• [ASSIGNED TASK]:
Every entry must be given again exactly.

• [GIVEN ENTRIES]:
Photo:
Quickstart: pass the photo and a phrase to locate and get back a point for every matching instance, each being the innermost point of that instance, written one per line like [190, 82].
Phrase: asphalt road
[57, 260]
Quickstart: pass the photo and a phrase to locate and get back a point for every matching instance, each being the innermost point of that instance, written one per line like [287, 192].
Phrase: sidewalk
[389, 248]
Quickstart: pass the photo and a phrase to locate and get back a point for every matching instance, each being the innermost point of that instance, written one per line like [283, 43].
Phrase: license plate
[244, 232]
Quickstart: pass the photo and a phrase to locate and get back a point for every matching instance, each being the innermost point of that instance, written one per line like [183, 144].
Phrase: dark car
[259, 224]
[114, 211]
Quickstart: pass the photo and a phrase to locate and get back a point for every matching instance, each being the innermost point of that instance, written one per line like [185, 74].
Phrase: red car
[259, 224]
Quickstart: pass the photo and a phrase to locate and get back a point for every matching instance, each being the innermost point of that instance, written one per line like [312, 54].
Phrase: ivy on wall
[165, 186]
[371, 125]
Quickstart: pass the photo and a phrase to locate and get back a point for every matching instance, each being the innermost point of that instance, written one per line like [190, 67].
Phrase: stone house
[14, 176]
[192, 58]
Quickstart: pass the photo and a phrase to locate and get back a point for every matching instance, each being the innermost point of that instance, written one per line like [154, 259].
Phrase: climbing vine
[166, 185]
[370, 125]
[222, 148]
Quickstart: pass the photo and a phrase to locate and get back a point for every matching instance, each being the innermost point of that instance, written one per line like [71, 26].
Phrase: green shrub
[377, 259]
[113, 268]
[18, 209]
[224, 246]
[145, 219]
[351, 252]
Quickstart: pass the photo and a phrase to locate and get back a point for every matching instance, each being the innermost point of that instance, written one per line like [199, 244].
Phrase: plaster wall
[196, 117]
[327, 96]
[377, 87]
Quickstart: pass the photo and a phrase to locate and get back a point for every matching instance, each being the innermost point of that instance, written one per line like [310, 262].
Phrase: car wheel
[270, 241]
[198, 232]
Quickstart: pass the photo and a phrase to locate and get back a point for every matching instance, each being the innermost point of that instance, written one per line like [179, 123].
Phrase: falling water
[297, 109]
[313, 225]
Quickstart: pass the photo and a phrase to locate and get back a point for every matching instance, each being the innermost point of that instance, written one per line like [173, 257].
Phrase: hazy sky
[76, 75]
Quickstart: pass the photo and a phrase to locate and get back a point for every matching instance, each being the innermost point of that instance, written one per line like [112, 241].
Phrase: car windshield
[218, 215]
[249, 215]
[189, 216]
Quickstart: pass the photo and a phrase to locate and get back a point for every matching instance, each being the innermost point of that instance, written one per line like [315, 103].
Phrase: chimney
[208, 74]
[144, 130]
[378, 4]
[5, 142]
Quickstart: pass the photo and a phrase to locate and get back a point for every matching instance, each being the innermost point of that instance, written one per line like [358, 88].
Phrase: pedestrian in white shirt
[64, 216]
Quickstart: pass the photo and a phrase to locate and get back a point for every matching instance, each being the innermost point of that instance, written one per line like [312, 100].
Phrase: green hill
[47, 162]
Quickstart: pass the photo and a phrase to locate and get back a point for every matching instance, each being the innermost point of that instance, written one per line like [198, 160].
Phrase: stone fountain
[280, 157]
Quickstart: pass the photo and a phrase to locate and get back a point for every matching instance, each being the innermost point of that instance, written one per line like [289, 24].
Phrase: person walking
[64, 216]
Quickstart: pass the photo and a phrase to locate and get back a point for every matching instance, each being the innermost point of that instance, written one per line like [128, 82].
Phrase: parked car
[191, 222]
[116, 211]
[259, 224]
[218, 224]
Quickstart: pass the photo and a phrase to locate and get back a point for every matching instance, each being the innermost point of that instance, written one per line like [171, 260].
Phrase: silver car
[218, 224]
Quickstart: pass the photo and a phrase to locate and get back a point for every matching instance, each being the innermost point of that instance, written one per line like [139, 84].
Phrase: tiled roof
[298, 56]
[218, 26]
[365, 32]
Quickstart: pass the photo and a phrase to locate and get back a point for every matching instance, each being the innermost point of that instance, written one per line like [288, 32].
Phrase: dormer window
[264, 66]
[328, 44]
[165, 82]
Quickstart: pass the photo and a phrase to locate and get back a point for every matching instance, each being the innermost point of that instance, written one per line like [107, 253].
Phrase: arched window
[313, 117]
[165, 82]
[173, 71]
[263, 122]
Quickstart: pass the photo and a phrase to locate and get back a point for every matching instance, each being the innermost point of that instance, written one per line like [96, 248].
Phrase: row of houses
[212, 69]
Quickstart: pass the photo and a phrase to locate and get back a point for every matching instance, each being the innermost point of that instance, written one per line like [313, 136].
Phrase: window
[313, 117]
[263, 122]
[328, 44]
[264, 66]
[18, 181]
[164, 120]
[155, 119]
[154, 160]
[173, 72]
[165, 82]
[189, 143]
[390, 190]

• [WRITTEN RESPONSE]:
Photo:
Quickstart: pass the photo and a phrase to locate and get back a point for every matching instance, each being the innermost point of that instance, written one per line like [190, 82].
Phrase: asphalt road
[57, 260]
Quickstart: pass the photo and a phrase to locate and get back a point for every matching instance, each being the innermost point of that instance, written one per line like [287, 192].
Phrase: sidewalk
[389, 248]
Quickstart: pass the photo and a phrase to locate and get back a point for every matching instance, each being the innermost point of that instance, written one per line like [283, 43].
Phrase: license plate
[244, 232]
Quickstart: pass the photo and a phrase to locate and get back a point for every matching instance, each being the innermost point of that instance, written one per line like [183, 144].
Phrase: dark car
[259, 224]
[114, 211]
Quickstart: pass the photo and a phrase to locate and get back a point for every matching instance, each being the innermost point of that instance, written one per line like [185, 74].
Phrase: red car
[259, 224]
Quickstart: pass the photo and a phrase to locate and get back a point for every matching instance, each being the innermost point of that instance, written one per line like [312, 54].
Phrase: ivy on wall
[165, 186]
[371, 125]
Quickstart: pass the photo and a phrase to locate and get back a point for every matching instance, each being the innermost point of that instance, written one per line like [190, 67].
Phrase: stone house
[14, 176]
[192, 58]
Quickstart: pass the photo and a phrase to locate and get back a point for every matching instance, each being the innermost point of that instance, written one per line like [154, 259].
Phrase: climbing vine
[166, 185]
[370, 125]
[222, 148]
Quickstart: pass the photo and a phrase to locate and get back a point for every matching instance, each being the innermost point of that instance, written one per line like [71, 26].
Phrase: green shrub
[377, 259]
[113, 268]
[18, 209]
[224, 246]
[145, 219]
[351, 252]
Quickstart: pass the photo and a phrase to locate and get back a point for every matching instance, each being the innermost point of that instance, written one per line like [199, 244].
Phrase: plaster wall
[196, 117]
[327, 96]
[377, 87]
Quickstart: pass the photo and a phrase to locate and get back a point for every matching instance, each being the innermost point of that instance, written one per line like [310, 262].
Phrase: car wheel
[270, 241]
[198, 232]
Quickstart: pass the photo and a phrase to locate and get back a point for every matching instance, each being the innermost point of that instance, written one per line like [179, 123].
Phrase: falling water
[297, 109]
[313, 225]
Quickstart: pass the photo and a phrase to locate and get back a point for every matching instance, each being the innermost point of that instance, written one per line like [173, 257].
Phrase: hazy sky
[76, 75]
Quickstart: pass the photo and a phrase to locate and get back a point for every matching instance, each being the innermost point of that instance, written one per line like [112, 241].
Phrase: car windshield
[218, 215]
[249, 215]
[189, 216]
Quickstart: pass the photo and a phrase to locate and get back a point for every matching instance, each being the innermost point of that instance, written one per line like [315, 103].
Phrase: chimney
[208, 74]
[144, 130]
[378, 4]
[5, 142]
Quickstart: pass the photo and a phrase to locate and get back a point for every matching instance, each being the innermost point of that instance, written one per line like [358, 88].
Phrase: pedestrian in white shirt
[64, 216]
Quickstart: pass the photo and a phrase to locate and get back a point for every matching instance, each being the innermost point of that instance, written one per line like [312, 100].
Phrase: green hill
[47, 162]
Quickstart: pass the photo and a phrase to locate and get back a point for every matching instance, each being the innermost point of that instance, written one per line like [198, 160].
Phrase: stone fountain
[280, 157]
Quickstart: pass the photo and a phrase to locate and get back a point for every matching instance, each being the innermost point of that instance, written one per line like [289, 24].
Phrase: person walking
[64, 216]
Quickstart: pass the photo and a phrase to locate and get back a point for every matching instance, each being the innermost point of that instance, written one per line like [128, 82].
Phrase: parked car
[191, 222]
[116, 211]
[259, 224]
[218, 224]
Quickstart: pass the photo and a phrase to locate and get back a point for every matching instance, each being the innermost point of that instance, written one per line like [171, 260].
Phrase: silver car
[218, 224]
Quickstart: pass the photo and a phrase to locate and get back a point for every matching instance, each being the innermost point of that instance, written one per line like [139, 84].
Phrase: tiled roof
[298, 56]
[218, 26]
[365, 32]
Quickstart: pass the photo and a phrase to locate and get back a point for every matching instance, each being the innermost point of that instance, written one per line like [288, 32].
Phrase: dormer window
[264, 66]
[328, 44]
[165, 82]
Quickstart: pass the photo and a phrase to locate and get back a point for every matching instance, each being the innermost point of that instance, written one per line like [107, 253].
Phrase: arched window
[313, 117]
[165, 82]
[173, 71]
[263, 122]
Quickstart: pass the photo and a phrase to locate and get back a point for every matching instance, each being the innermost point of that instance, written one per line like [96, 248].
Phrase: row of houses
[212, 69]
Quickstart: pass the photo and a phrase to locate and get back a point for every matching instance, each being the innermost point of that instance, written one per line like [313, 136].
Phrase: window
[313, 117]
[263, 122]
[328, 44]
[264, 66]
[18, 181]
[164, 120]
[155, 119]
[154, 160]
[173, 72]
[165, 82]
[189, 143]
[390, 190]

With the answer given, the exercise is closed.